» What you will do:
Update the stretch of entries from the start through the line containing "[159,162,233,261]", inclusive, by replacing "player's" with "athlete's" and leaving everything else unchanged. Omit the pictures from your answer.

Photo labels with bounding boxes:

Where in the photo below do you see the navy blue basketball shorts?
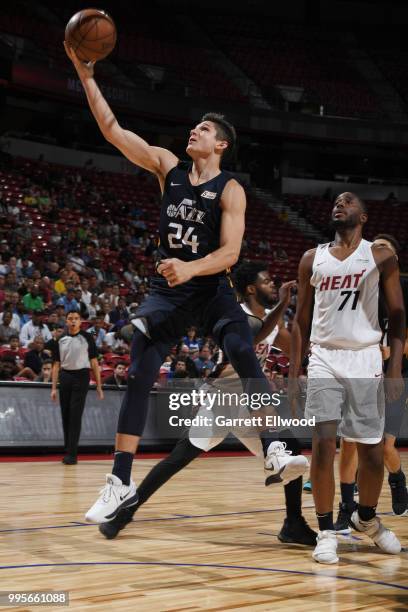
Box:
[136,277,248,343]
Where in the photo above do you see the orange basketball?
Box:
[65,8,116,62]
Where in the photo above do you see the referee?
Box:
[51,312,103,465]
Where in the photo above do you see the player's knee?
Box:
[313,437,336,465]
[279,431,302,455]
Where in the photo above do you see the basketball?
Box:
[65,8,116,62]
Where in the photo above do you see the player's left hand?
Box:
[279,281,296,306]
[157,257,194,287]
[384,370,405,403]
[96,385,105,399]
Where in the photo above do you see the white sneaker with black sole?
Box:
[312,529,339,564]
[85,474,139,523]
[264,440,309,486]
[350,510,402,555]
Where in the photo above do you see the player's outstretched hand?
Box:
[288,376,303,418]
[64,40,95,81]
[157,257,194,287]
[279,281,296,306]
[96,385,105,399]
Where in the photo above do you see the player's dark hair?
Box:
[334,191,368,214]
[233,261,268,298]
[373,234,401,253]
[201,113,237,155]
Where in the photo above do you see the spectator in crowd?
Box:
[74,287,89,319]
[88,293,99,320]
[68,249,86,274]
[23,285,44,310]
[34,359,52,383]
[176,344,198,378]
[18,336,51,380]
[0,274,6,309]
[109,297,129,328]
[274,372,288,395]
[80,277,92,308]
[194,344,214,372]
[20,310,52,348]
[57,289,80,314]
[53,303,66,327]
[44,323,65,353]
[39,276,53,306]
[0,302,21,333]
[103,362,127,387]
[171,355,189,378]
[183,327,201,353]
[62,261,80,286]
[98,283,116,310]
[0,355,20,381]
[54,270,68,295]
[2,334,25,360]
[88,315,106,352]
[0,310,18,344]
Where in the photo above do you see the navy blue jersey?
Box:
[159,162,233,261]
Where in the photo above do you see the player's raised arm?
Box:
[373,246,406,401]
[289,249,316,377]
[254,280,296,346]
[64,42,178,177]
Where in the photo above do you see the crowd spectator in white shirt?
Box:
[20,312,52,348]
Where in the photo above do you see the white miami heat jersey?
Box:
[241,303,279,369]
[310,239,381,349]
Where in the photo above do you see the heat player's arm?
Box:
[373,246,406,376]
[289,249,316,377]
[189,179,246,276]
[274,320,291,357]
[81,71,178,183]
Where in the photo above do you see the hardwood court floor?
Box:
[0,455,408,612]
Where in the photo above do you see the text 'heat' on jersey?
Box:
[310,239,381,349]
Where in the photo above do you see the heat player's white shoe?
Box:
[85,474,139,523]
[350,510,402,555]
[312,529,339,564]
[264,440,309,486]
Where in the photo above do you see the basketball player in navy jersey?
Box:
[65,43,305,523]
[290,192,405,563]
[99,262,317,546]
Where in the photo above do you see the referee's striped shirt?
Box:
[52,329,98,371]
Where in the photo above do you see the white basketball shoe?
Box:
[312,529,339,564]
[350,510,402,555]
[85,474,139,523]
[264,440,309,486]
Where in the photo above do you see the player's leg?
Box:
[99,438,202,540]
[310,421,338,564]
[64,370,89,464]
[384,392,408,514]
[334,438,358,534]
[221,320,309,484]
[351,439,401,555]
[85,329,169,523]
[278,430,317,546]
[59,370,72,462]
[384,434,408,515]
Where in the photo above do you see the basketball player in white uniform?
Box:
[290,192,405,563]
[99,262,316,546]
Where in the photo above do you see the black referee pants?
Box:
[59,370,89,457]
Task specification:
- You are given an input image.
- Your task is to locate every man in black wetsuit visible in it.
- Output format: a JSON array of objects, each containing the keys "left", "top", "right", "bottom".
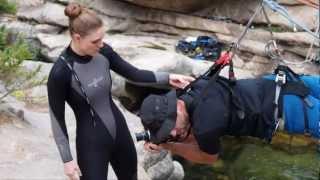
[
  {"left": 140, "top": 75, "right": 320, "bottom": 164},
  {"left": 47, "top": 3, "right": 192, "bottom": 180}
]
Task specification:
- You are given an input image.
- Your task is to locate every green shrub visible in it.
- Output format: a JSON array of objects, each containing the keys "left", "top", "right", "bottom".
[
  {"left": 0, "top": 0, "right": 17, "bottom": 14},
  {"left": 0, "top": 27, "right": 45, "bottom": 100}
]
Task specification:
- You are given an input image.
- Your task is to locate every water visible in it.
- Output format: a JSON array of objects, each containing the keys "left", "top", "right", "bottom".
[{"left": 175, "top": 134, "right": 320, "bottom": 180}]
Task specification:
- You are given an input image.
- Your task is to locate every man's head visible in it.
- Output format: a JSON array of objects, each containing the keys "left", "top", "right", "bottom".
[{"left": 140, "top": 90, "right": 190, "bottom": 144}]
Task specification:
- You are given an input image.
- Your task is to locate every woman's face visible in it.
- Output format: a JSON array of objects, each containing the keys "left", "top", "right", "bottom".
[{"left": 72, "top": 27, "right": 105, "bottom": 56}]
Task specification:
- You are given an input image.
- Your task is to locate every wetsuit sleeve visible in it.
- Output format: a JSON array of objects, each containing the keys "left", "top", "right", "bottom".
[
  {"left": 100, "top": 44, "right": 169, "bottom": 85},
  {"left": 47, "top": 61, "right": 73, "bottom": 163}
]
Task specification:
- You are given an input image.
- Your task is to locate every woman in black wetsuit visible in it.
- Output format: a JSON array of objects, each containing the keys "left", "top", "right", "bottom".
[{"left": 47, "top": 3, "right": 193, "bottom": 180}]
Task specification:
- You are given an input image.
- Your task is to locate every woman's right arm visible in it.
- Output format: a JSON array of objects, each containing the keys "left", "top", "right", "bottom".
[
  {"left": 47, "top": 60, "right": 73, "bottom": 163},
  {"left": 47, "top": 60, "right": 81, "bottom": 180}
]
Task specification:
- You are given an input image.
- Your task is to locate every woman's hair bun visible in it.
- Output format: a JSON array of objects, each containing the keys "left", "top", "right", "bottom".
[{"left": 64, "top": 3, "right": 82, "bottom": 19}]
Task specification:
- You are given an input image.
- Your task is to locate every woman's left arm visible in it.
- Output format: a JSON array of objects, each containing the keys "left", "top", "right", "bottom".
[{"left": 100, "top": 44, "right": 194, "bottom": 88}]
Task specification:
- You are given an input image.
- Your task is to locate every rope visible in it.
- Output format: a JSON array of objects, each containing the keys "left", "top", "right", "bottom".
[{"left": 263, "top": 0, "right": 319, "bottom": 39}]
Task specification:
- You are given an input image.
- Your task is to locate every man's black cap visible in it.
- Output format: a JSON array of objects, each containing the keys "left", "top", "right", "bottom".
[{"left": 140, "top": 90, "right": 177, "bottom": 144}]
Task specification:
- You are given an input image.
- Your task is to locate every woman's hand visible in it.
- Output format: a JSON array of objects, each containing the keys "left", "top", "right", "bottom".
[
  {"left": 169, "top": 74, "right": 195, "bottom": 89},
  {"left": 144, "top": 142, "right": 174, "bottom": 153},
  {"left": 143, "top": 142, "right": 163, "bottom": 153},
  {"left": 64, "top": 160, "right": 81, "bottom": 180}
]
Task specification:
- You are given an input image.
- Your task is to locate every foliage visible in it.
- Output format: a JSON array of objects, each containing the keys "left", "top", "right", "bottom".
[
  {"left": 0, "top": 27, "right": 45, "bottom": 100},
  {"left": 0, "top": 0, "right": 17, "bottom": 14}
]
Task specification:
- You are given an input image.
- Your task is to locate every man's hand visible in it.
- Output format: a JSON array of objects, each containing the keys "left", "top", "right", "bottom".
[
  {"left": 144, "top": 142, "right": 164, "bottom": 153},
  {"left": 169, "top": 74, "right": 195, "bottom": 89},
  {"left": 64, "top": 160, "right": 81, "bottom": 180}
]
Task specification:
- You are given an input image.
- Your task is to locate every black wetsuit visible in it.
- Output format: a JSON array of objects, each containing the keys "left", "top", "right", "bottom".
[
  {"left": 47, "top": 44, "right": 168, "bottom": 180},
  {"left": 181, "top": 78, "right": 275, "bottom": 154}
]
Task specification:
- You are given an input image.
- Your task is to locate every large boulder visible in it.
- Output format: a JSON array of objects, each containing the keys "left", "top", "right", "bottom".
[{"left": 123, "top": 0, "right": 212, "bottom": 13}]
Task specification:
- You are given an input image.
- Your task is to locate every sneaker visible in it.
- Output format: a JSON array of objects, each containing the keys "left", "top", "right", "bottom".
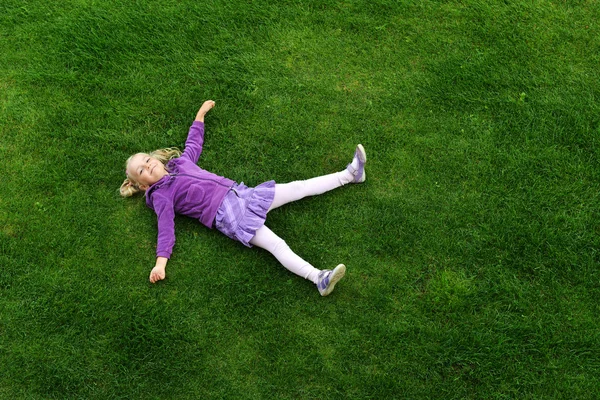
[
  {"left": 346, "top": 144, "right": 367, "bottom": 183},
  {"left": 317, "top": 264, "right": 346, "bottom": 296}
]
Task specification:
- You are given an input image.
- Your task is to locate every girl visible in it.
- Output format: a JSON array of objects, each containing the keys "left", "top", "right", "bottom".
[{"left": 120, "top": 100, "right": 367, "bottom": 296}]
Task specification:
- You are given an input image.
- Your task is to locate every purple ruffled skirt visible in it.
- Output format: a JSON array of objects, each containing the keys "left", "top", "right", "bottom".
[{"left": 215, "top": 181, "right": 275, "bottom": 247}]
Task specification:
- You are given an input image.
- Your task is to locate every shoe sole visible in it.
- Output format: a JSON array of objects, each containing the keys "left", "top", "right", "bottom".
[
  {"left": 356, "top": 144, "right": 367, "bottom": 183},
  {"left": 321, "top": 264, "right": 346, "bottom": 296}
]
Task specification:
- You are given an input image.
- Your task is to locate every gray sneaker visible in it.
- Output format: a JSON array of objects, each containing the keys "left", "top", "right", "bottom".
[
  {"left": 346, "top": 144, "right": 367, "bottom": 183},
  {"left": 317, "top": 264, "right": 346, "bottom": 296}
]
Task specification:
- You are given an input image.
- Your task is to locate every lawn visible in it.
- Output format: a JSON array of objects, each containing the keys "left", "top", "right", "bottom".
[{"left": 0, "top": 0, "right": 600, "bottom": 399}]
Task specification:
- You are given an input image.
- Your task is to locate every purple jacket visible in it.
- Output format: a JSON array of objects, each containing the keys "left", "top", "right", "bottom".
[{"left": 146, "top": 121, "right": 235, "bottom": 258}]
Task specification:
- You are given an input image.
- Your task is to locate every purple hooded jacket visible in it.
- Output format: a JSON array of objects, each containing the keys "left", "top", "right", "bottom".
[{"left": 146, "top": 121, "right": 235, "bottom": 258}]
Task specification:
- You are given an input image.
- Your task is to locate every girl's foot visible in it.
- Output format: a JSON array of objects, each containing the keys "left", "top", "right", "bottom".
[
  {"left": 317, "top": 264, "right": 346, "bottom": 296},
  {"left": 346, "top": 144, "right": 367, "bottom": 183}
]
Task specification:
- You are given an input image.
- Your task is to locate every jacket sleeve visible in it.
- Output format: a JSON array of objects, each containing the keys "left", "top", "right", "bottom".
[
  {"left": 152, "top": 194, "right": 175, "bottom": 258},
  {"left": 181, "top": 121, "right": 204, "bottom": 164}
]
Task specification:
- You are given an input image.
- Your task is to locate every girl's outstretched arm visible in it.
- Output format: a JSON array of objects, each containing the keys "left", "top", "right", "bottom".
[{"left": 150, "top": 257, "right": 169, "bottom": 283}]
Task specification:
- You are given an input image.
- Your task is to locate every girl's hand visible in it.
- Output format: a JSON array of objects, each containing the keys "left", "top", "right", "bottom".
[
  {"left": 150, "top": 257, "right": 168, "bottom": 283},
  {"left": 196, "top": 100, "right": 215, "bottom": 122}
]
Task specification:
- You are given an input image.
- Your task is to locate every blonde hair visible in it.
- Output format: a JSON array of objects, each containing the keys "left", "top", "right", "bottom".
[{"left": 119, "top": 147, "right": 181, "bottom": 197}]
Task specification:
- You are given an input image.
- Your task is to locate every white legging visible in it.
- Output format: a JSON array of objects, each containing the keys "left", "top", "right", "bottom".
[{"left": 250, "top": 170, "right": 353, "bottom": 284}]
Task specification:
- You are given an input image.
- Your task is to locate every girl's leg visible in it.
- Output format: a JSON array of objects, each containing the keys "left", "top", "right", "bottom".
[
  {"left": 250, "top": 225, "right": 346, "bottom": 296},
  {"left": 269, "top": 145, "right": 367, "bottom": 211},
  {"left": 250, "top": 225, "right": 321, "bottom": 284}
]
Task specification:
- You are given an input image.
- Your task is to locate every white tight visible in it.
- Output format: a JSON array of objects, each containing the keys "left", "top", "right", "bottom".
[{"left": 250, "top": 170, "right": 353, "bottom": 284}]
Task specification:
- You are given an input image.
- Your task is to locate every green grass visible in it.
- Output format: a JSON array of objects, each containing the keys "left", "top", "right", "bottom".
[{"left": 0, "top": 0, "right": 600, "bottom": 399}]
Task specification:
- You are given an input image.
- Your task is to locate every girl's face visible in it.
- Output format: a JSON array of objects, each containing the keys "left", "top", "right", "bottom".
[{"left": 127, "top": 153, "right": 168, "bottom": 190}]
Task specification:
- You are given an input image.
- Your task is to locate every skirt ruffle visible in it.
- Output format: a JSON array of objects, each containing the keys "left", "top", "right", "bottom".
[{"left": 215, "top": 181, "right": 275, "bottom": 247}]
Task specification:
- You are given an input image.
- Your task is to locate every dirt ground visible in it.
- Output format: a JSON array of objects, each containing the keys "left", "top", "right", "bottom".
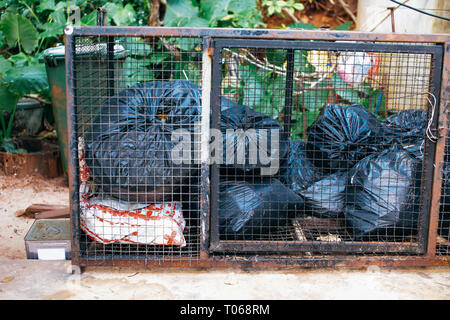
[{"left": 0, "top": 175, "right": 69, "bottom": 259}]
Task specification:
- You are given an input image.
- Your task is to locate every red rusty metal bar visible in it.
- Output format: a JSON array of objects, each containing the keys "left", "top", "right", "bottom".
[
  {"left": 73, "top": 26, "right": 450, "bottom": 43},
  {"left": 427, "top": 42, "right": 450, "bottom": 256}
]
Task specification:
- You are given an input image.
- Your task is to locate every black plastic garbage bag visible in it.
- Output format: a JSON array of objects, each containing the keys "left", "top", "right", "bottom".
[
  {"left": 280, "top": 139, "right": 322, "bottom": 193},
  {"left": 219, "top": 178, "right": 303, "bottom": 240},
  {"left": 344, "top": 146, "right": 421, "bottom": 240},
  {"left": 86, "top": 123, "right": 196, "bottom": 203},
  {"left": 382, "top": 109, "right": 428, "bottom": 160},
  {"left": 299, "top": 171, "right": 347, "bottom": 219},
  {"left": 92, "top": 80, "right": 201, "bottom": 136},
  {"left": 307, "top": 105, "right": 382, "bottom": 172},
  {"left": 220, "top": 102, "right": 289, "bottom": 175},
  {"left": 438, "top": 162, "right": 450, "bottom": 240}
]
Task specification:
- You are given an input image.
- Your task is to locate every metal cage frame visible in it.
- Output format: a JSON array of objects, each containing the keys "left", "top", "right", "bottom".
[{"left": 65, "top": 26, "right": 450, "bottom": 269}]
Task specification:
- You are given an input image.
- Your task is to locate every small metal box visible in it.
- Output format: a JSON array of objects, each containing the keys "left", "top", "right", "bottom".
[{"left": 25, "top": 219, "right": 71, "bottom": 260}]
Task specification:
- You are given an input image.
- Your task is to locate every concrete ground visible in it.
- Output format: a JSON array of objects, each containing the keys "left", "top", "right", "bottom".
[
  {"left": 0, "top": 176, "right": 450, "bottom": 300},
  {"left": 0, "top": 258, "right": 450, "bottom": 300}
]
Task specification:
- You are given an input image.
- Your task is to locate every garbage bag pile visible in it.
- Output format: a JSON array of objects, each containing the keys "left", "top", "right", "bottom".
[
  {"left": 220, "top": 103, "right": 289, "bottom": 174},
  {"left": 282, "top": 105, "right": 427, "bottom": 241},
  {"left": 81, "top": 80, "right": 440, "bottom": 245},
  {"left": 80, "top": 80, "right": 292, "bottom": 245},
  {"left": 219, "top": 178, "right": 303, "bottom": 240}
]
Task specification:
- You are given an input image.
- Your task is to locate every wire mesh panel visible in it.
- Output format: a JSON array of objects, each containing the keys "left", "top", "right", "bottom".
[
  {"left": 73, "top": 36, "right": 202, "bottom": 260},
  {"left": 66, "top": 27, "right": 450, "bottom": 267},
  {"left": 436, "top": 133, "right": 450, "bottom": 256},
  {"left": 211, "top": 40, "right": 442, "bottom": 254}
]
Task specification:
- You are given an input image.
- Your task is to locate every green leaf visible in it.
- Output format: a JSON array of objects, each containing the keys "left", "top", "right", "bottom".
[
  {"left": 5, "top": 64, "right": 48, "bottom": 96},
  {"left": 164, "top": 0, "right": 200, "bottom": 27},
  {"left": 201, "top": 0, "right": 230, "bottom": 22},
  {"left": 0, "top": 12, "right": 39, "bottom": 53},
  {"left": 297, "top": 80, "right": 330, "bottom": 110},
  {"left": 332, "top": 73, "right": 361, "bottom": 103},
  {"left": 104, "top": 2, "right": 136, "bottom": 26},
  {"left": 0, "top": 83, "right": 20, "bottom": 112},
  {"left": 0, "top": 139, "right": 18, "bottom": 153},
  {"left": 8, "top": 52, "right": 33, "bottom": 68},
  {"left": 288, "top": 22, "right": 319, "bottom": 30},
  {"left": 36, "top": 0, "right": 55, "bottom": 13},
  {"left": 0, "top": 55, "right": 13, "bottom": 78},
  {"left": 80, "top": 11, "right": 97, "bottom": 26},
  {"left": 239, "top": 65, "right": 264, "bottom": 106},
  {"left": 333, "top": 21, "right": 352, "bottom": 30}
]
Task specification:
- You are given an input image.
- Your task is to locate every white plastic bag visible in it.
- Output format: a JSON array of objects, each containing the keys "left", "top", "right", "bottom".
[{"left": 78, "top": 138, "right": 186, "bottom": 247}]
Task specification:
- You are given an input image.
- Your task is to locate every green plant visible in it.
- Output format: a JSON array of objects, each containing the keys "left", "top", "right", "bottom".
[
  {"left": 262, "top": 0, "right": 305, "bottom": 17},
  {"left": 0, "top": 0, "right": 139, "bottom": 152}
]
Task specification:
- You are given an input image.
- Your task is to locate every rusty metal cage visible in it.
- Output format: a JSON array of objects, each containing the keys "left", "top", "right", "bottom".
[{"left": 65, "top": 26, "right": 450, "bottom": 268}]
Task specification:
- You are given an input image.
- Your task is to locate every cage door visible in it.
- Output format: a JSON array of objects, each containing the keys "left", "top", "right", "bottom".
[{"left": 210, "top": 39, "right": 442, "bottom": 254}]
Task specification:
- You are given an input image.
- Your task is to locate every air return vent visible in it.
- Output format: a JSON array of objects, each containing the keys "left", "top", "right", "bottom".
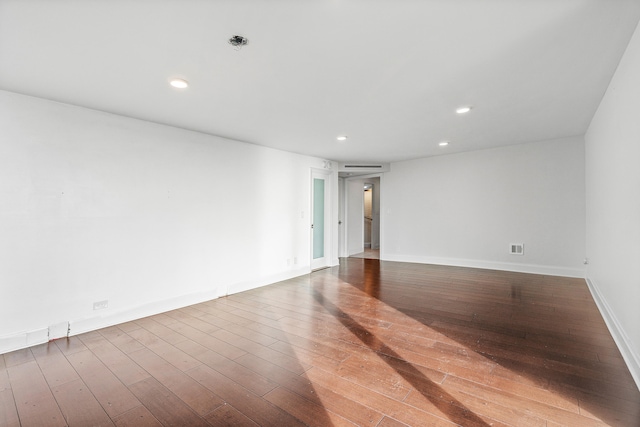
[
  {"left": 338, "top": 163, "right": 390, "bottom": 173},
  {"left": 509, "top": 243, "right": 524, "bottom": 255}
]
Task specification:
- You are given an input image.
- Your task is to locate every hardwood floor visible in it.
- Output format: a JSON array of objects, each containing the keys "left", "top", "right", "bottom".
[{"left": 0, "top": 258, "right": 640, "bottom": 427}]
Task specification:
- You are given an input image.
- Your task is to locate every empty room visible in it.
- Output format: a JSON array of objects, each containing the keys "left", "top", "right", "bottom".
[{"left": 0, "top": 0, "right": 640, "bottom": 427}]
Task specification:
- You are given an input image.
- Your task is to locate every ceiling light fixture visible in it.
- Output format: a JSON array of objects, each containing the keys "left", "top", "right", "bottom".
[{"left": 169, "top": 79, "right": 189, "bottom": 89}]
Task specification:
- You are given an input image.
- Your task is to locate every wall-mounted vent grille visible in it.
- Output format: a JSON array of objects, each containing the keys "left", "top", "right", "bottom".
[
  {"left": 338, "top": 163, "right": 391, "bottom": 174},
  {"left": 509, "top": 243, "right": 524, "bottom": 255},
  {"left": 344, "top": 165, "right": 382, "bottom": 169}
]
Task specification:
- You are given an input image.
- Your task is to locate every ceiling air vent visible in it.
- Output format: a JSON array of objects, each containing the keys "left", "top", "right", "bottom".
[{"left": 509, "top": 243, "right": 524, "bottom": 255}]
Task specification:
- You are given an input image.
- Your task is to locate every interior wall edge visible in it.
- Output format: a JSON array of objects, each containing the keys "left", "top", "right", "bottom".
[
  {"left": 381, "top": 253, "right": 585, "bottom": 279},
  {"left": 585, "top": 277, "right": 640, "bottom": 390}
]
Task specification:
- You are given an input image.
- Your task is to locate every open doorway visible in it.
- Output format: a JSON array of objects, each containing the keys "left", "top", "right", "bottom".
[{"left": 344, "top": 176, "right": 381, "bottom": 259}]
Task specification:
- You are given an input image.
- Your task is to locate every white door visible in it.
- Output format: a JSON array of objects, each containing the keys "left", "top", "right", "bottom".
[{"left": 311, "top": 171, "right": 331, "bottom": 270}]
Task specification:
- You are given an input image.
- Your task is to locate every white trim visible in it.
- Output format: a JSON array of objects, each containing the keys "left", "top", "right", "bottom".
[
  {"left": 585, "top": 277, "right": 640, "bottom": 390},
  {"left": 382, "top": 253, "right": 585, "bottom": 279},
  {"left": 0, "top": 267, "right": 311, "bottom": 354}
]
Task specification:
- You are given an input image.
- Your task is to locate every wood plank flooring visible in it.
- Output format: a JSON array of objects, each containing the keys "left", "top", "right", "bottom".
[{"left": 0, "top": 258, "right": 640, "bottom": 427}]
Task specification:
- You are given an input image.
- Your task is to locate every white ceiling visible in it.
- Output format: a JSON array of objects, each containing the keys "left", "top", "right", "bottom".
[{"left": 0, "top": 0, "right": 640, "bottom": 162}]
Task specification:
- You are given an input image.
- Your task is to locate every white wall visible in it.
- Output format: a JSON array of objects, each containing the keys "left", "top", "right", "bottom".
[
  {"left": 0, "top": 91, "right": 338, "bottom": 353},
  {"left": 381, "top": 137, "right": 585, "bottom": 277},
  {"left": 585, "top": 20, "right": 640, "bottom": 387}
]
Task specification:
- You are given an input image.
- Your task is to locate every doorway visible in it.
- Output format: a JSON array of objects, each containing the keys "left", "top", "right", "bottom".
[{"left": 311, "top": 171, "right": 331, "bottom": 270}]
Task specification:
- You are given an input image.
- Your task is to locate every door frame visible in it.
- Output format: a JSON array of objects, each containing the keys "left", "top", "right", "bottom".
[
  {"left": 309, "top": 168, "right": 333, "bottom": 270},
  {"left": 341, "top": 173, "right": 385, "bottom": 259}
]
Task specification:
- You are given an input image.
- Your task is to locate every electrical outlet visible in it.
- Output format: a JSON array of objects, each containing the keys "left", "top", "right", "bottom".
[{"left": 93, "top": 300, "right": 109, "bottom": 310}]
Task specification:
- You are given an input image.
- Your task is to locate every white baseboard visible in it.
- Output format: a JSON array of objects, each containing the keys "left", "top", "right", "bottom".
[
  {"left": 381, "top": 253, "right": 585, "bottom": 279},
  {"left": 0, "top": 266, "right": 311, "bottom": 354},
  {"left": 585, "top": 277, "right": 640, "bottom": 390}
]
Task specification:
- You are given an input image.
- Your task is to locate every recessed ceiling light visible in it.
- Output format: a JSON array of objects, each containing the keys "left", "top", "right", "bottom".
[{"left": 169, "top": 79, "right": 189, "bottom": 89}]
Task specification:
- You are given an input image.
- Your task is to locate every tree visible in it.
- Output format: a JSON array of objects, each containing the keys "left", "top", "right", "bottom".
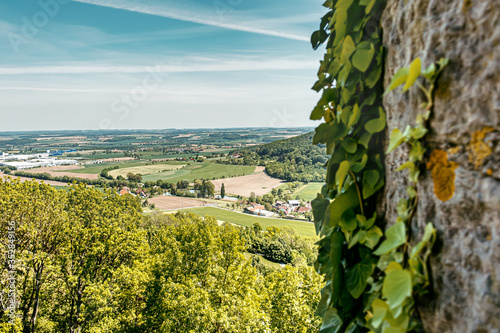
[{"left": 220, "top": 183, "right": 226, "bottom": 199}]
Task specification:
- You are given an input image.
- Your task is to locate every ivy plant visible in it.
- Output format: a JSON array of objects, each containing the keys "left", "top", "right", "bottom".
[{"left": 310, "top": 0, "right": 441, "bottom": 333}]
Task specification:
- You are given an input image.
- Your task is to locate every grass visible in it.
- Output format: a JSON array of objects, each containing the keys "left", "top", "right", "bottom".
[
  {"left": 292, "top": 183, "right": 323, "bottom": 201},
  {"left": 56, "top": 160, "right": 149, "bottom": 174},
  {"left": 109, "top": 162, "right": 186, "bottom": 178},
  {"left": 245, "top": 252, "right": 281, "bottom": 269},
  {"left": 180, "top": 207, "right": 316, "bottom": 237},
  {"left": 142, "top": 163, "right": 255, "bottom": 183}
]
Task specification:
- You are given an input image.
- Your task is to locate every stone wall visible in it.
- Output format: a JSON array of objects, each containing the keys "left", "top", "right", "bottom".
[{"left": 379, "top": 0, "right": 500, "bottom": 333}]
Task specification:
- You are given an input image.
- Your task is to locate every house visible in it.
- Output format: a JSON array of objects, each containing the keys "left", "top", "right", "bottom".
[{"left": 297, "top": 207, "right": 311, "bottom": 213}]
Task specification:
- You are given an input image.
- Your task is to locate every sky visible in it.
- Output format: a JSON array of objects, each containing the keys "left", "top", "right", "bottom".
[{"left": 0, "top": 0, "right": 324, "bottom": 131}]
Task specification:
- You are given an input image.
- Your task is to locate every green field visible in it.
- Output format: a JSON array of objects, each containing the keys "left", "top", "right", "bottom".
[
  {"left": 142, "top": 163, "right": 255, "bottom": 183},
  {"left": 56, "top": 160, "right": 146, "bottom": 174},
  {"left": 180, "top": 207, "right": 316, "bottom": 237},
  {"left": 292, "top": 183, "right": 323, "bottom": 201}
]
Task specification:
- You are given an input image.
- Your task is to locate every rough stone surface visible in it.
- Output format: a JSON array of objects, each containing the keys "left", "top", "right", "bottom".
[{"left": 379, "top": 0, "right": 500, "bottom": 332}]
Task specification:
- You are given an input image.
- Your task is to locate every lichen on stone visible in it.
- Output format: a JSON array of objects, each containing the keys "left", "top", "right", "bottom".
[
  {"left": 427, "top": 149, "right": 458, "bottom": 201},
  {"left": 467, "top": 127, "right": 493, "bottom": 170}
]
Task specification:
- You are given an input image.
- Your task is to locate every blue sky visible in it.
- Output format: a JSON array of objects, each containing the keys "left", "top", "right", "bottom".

» Task result:
Where in the photo below do you see the navy blue basketball shorts?
Box:
[136,277,248,343]
Where in the photo above do you see the orange basketball?
Box:
[65,8,116,62]
Where in the photo above do you see the referee?
Box:
[51,312,103,465]
Where in the photo above do you see the athlete's knee?
Box:
[313,437,336,465]
[279,431,302,455]
Where in the photo above do you see the basketball?
Box:
[65,8,116,62]
Where in the photo above do you see the athlete's left hand?
Box:
[279,281,296,306]
[157,257,194,287]
[384,370,405,403]
[96,385,105,399]
Where in the photo above do you see the white sneaker with black sole?
Box:
[312,529,339,564]
[85,474,139,523]
[264,440,309,486]
[350,510,402,555]
Where in the photo above do you see the athlete's outstretched hand?
Box:
[288,376,303,418]
[64,40,95,81]
[157,257,194,287]
[279,281,296,306]
[96,385,105,399]
Where in the photo above do you see the athlete's dark hair?
Box:
[334,191,368,214]
[233,261,268,298]
[373,234,401,253]
[201,113,237,155]
Where in the photo above do you see the spectator in crowd?
Box:
[74,287,89,319]
[88,293,99,320]
[68,249,86,274]
[23,285,44,310]
[34,359,52,383]
[176,344,198,378]
[18,336,51,380]
[0,274,6,309]
[109,297,129,328]
[274,372,288,395]
[80,277,92,308]
[194,344,214,372]
[20,310,52,348]
[57,289,80,314]
[53,303,66,327]
[44,323,65,353]
[39,276,53,306]
[0,302,21,333]
[103,362,127,387]
[171,355,189,378]
[183,327,201,353]
[62,261,80,286]
[98,283,116,310]
[0,355,20,381]
[54,270,68,295]
[2,334,25,360]
[88,315,106,352]
[0,310,18,344]
Where in the photo above do you see the navy blue jersey?
Box:
[159,162,233,261]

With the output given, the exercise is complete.